**CHALLENGE**
Rewrite the lines of the listing below, starting at the line that contains "Trace the outline of every instance of the shrub" and ending at the line that contains "181 286 L 182", with "shrub" replaced by "bush" and nothing else changed.

[Segmentation dataset records]

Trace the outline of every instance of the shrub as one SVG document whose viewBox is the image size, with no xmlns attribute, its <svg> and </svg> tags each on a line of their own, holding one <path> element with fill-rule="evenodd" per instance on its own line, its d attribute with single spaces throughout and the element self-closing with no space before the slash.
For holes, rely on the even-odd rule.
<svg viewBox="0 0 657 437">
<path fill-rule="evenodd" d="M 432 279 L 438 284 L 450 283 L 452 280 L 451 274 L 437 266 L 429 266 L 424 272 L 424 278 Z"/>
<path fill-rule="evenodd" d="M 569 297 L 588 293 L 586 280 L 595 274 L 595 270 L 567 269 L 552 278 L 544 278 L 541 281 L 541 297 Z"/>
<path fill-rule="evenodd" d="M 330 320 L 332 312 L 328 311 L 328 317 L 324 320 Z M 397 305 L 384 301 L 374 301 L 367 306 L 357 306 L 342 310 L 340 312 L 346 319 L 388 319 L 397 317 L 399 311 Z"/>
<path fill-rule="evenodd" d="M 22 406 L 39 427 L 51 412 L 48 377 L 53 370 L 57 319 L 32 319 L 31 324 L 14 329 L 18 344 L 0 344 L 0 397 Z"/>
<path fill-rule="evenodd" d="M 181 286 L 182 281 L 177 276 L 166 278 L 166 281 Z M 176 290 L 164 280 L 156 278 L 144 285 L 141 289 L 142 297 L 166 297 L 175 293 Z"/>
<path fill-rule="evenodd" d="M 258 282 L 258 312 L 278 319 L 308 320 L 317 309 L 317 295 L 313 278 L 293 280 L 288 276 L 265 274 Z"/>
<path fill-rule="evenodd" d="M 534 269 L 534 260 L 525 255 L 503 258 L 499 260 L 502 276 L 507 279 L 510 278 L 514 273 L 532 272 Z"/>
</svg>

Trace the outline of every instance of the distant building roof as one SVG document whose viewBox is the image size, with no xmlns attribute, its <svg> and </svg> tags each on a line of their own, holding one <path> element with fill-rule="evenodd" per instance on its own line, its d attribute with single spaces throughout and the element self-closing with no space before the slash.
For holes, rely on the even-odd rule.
--
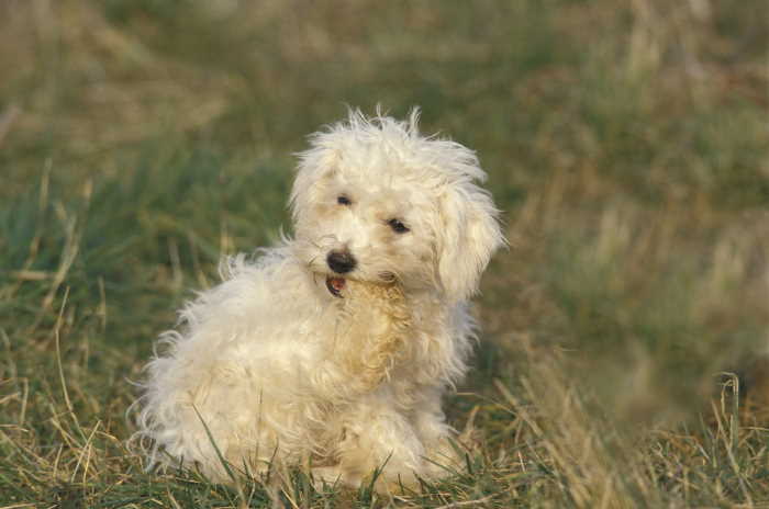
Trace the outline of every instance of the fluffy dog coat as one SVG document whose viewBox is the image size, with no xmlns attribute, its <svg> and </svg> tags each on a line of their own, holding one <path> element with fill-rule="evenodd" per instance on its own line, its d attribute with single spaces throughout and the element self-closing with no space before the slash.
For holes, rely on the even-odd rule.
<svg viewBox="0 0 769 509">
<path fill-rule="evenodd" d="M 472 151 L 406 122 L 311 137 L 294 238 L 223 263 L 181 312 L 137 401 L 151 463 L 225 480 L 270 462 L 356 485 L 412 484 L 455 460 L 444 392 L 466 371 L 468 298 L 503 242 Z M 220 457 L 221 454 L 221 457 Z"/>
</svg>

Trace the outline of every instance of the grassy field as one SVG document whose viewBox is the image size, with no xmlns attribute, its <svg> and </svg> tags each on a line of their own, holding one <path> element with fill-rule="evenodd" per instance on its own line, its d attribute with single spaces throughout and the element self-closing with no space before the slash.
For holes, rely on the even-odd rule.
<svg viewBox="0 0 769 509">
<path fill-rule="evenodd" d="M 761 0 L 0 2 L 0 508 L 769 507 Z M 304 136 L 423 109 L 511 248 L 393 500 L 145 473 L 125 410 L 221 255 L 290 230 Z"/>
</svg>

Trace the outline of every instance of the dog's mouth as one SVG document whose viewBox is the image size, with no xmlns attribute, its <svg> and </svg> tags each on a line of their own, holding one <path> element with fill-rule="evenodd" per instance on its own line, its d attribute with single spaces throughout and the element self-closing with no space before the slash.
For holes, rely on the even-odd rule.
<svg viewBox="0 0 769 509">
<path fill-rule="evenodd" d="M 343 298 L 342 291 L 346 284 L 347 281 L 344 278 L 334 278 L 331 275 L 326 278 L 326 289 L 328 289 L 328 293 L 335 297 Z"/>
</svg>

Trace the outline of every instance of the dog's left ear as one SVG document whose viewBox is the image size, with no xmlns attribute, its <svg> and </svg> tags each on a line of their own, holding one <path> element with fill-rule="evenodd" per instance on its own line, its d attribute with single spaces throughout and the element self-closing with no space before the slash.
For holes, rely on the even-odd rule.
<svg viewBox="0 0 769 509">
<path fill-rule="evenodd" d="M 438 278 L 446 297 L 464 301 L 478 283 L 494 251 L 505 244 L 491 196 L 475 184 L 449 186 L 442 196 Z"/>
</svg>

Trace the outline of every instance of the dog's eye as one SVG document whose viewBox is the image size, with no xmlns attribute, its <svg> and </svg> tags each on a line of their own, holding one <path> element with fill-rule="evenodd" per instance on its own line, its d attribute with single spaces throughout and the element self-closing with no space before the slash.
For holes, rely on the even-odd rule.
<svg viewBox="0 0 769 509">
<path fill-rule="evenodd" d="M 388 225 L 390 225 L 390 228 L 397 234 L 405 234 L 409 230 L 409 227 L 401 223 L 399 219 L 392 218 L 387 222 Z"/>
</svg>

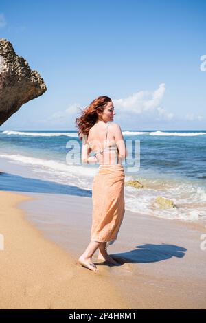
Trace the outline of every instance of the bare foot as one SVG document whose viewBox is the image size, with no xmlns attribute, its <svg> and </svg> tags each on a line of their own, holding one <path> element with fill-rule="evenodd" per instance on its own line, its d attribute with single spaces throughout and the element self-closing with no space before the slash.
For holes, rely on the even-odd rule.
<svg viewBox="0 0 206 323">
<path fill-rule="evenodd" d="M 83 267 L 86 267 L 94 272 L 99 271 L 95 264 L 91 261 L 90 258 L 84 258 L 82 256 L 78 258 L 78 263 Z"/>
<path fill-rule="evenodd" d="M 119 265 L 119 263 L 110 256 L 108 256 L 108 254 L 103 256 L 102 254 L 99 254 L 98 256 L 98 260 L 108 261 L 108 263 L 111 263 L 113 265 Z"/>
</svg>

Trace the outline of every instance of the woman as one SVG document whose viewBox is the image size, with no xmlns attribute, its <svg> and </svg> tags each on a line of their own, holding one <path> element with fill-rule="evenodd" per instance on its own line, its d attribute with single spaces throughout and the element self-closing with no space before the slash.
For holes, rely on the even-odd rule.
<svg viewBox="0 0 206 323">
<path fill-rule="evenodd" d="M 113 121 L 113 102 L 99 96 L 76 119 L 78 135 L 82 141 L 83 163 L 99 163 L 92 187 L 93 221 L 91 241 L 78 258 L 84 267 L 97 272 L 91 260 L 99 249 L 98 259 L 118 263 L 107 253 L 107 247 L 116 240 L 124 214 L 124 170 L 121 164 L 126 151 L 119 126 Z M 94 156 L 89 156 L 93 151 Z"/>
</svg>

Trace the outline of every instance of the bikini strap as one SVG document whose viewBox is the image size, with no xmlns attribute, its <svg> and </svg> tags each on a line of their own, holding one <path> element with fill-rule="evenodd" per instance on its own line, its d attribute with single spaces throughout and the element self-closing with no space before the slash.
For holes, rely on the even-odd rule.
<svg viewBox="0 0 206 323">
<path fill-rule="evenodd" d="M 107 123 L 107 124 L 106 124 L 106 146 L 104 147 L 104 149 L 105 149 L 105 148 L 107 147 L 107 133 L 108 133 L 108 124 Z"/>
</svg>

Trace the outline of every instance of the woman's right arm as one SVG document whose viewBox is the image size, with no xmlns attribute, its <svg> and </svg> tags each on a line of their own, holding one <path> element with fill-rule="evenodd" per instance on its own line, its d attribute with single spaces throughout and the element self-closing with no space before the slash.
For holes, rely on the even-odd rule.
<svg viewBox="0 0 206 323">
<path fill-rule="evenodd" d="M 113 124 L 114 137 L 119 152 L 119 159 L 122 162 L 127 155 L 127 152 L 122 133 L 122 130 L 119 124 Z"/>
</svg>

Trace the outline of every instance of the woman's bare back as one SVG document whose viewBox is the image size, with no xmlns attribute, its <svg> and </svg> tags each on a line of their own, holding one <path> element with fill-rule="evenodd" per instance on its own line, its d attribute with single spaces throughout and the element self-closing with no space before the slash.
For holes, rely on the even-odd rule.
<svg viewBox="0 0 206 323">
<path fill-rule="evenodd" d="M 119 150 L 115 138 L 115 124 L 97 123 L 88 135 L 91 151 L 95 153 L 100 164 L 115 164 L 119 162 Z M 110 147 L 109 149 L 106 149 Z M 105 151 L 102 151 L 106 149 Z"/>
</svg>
==
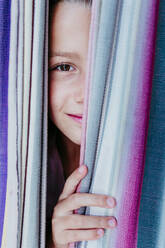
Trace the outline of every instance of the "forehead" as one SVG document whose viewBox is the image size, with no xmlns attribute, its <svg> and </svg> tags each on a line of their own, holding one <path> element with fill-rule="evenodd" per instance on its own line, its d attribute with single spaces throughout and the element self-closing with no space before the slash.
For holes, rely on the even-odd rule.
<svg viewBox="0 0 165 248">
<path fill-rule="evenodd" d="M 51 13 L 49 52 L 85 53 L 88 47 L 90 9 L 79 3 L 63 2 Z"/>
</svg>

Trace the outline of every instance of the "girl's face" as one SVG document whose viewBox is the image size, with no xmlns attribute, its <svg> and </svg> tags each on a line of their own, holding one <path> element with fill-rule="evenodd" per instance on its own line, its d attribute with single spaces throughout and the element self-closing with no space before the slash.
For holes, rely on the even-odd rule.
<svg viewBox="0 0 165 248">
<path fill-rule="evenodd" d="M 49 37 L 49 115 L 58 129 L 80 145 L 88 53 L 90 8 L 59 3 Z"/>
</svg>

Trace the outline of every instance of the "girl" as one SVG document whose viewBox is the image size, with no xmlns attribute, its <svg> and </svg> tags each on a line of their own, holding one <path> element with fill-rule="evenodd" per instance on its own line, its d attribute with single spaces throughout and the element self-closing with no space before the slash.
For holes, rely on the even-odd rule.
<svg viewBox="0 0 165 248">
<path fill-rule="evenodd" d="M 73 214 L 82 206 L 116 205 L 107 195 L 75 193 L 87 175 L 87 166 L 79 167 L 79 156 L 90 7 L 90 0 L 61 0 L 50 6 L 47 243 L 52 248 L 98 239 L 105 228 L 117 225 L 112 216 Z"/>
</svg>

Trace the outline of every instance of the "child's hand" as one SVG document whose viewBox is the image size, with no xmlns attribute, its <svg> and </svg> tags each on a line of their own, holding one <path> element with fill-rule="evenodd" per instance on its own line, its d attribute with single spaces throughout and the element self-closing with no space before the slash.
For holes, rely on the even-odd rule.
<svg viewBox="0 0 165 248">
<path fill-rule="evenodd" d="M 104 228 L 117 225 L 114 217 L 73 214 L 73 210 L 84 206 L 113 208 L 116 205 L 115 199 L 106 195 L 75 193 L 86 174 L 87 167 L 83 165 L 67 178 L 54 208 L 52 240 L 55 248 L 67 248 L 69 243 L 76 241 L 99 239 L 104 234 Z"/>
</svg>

**EXERCISE OUTPUT**
Trace the outline of every instance of the bush as one SVG document whose viewBox is the image size, with no xmlns attribute, its <svg> and </svg> tags each on a line of their own, holding one <path> element with fill-rule="evenodd" per instance on its own line, its d attribute with single spaces throughout and the element self-closing with no space before the slash.
For holes, rely on the even-odd rule.
<svg viewBox="0 0 657 437">
<path fill-rule="evenodd" d="M 432 279 L 438 284 L 450 283 L 452 280 L 451 274 L 437 266 L 429 266 L 424 272 L 424 278 Z"/>
<path fill-rule="evenodd" d="M 569 297 L 588 293 L 586 280 L 595 274 L 595 270 L 567 269 L 552 278 L 544 278 L 541 281 L 541 297 Z"/>
<path fill-rule="evenodd" d="M 330 320 L 332 312 L 328 311 L 328 317 L 324 320 Z M 397 305 L 384 301 L 374 301 L 367 306 L 357 306 L 342 310 L 340 312 L 346 319 L 388 319 L 397 317 L 399 311 Z"/>
<path fill-rule="evenodd" d="M 22 406 L 39 427 L 51 412 L 48 377 L 53 370 L 57 319 L 32 319 L 31 324 L 14 329 L 18 344 L 0 344 L 0 397 Z"/>
<path fill-rule="evenodd" d="M 181 286 L 182 281 L 177 276 L 166 278 L 166 281 Z M 176 290 L 164 280 L 156 278 L 144 285 L 141 289 L 142 297 L 166 297 L 175 293 Z"/>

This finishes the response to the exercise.